### Brontekst:
_ _ _ _ _
ECLI:NL:GHSHE:2019:4357

Gerechtshof 's-Hertogenbosch

Datum uitspraak
28 november 2019
Publicatiedatum
28 november 2019
Zaaknummer
200.254.135_01
Instantie
Gerechtshof 's-Hertogenbosch
Type
Uitspraak
Rechtsgebied
Civiel recht; Personen- en familierecht
Procedures
  • Hoger beroep
Vindplaatsen
  • Rechtspraak.nl
AI samenvatting door LexboostAutomatisch gegenereerd

Verlaging van kinderalimentatie in verband met gewijzigde omgangsregeling

In deze zaak heeft het Gerechtshof 's-Hertogenbosch op 28 november 2019 uitspraak gedaan in hoger beroep inzake de kinderalimentatie en de omgangsregeling tussen de ouders van twee minderjarige kinderen. De man, verzoeker in het principaal hoger beroep, heeft de beschikking van de rechtbank Oost-Brabant van 2 november 2018 aangevochten, waarin de kinderalimentatie was vastgesteld op € 234,82 per kind per maand. De vrouw, verzoekster in het incidenteel hoger beroep, heeft verzocht om een verhoging van de alimentatie naar € 325,- per kind per maand. Het hof heeft de feiten vastgesteld op basis van de eerdere beschikking en de ingediende stukken. De man heeft op 14 februari 2019 hoger beroep ingesteld, waarna de vrouw op 20 maart 2019 een verweerschrift heeft ingediend. Tijdens de mondelinge behandeling op 17 oktober 2019 zijn beide partijen verschenen, bijgestaan door hun advocaten.
_ _ _ _ _
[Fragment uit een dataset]
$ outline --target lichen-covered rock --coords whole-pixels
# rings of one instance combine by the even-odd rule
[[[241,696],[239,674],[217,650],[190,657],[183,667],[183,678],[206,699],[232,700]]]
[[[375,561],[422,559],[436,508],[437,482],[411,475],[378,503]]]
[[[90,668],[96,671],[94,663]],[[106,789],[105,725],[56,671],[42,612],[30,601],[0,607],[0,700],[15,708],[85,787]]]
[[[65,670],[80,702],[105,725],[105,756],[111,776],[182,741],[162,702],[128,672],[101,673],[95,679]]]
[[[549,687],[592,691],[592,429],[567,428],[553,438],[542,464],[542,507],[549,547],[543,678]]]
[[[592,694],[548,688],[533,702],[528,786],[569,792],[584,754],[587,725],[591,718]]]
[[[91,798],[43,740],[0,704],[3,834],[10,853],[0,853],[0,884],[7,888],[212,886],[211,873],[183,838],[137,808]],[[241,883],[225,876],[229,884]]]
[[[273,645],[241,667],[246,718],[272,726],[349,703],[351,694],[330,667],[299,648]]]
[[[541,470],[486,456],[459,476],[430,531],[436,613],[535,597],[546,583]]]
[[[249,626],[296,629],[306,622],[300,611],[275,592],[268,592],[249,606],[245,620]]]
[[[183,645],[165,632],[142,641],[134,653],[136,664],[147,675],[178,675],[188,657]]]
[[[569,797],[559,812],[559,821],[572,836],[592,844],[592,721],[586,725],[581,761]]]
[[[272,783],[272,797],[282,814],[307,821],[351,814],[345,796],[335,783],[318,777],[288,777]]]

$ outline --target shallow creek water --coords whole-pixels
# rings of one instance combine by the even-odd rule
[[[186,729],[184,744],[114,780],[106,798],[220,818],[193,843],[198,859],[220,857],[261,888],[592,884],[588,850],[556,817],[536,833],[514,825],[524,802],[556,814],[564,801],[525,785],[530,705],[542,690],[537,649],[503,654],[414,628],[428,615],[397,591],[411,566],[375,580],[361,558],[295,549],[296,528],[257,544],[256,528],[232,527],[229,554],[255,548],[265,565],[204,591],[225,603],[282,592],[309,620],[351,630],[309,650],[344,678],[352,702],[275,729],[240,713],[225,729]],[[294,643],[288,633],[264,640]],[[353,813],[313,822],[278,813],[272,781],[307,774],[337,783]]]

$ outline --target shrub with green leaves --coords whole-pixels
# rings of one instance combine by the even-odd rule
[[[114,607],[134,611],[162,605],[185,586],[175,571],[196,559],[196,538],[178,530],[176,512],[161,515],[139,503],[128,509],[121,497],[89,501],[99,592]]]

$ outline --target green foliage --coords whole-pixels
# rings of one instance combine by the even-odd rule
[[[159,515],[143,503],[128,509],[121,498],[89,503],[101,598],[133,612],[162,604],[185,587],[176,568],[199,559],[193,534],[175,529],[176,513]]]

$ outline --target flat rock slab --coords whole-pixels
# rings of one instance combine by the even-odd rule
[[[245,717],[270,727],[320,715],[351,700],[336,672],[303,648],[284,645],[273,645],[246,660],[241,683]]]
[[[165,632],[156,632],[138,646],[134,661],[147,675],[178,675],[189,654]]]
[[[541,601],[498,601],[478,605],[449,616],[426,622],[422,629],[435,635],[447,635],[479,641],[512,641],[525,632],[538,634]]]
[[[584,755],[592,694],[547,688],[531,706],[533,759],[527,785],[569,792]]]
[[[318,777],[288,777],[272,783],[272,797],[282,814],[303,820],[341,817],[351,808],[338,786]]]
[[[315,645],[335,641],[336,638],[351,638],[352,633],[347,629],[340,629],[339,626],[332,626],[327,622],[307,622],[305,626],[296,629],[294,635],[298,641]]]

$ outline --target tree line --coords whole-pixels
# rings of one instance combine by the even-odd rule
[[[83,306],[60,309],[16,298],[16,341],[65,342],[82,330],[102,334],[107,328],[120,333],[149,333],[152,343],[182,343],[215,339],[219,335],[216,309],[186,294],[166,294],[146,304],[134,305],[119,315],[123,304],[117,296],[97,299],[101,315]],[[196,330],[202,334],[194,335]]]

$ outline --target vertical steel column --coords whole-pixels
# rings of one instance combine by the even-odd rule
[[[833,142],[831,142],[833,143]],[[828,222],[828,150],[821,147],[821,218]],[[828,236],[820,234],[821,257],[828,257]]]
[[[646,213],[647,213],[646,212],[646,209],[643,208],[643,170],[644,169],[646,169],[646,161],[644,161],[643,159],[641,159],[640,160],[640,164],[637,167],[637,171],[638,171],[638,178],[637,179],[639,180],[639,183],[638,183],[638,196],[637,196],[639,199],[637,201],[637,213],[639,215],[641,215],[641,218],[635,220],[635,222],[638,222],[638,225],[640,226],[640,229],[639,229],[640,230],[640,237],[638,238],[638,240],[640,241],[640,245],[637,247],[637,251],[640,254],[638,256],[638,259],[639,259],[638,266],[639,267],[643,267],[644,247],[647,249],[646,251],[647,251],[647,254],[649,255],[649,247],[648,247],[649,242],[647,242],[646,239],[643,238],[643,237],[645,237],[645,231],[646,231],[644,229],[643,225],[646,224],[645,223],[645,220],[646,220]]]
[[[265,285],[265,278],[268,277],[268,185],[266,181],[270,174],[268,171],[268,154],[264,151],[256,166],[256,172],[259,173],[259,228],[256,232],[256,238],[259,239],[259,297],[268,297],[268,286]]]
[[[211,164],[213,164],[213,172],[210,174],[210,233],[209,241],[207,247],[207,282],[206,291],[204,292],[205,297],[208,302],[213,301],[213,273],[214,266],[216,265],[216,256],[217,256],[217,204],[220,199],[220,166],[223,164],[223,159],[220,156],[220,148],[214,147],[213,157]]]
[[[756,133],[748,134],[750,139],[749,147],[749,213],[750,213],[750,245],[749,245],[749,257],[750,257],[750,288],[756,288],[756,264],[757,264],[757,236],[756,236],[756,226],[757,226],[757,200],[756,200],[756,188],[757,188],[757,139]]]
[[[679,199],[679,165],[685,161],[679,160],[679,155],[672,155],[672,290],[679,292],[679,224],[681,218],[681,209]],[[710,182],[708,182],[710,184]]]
_ _ _ _ _
### Opdrachten:
**a.** Haal de volledige tekst over de uitspraak over kinderalimentatie ongewijzigd uit het bovenstaande.
**b.** Selecteer uit de rijen hierboven elke regel waarin het woord "target" voorkomt en neem die regels over. Hoofdletters en kleine letters tellen mee.

### Resultaten:
**a.**
ECLI:NL:GHSHE:2019:4357

Gerechtshof 's-Hertogenbosch

Datum uitspraak
28 november 2019
Publicatiedatum
28 november 2019
Zaaknummer
200.254.135_01
Instantie
Gerechtshof 's-Hertogenbosch
Type
Uitspraak
Rechtsgebied
Civiel recht; Personen- en familierecht
Procedures
  • Hoger beroep
Vindplaatsen
  • Rechtspraak.nl
AI samenvatting door LexboostAutomatisch gegenereerd

Verlaging van kinderalimentatie in verband met gewijzigde omgangsregeling

In deze zaak heeft het Gerechtshof 's-Hertogenbosch op 28 november 2019 uitspraak gedaan in hoger beroep inzake de kinderalimentatie en de omgangsregeling tussen de ouders van twee minderjarige kinderen. De man, verzoeker in het principaal hoger beroep, heeft de beschikking van de rechtbank Oost-Brabant van 2 november 2018 aangevochten, waarin de kinderalimentatie was vastgesteld op € 234,82 per kind per maand. De vrouw, verzoekster in het incidenteel hoger beroep, heeft verzocht om een verhoging van de alimentatie naar € 325,- per kind per maand. Het hof heeft de feiten vastgesteld op basis van de eerdere beschikking en de ingediende stukken. De man heeft op 14 februari 2019 hoger beroep ingesteld, waarna de vrouw op 20 maart 2019 een verweerschrift heeft ingediend. Tijdens de mondelinge behandeling op 17 oktober 2019 zijn beide partijen verschenen, bijgestaan door hun advocaten.

**b.**
$ outline --target lichen-covered rock --coords whole-pixels
$ outline --target shallow creek water --coords whole-pixels
$ outline --target shrub with green leaves --coords whole-pixels
$ outline --target green foliage --coords whole-pixels
$ outline --target flat rock slab --coords whole-pixels
$ outline --target tree line --coords whole-pixels
$ outline --target vertical steel column --coords whole-pixels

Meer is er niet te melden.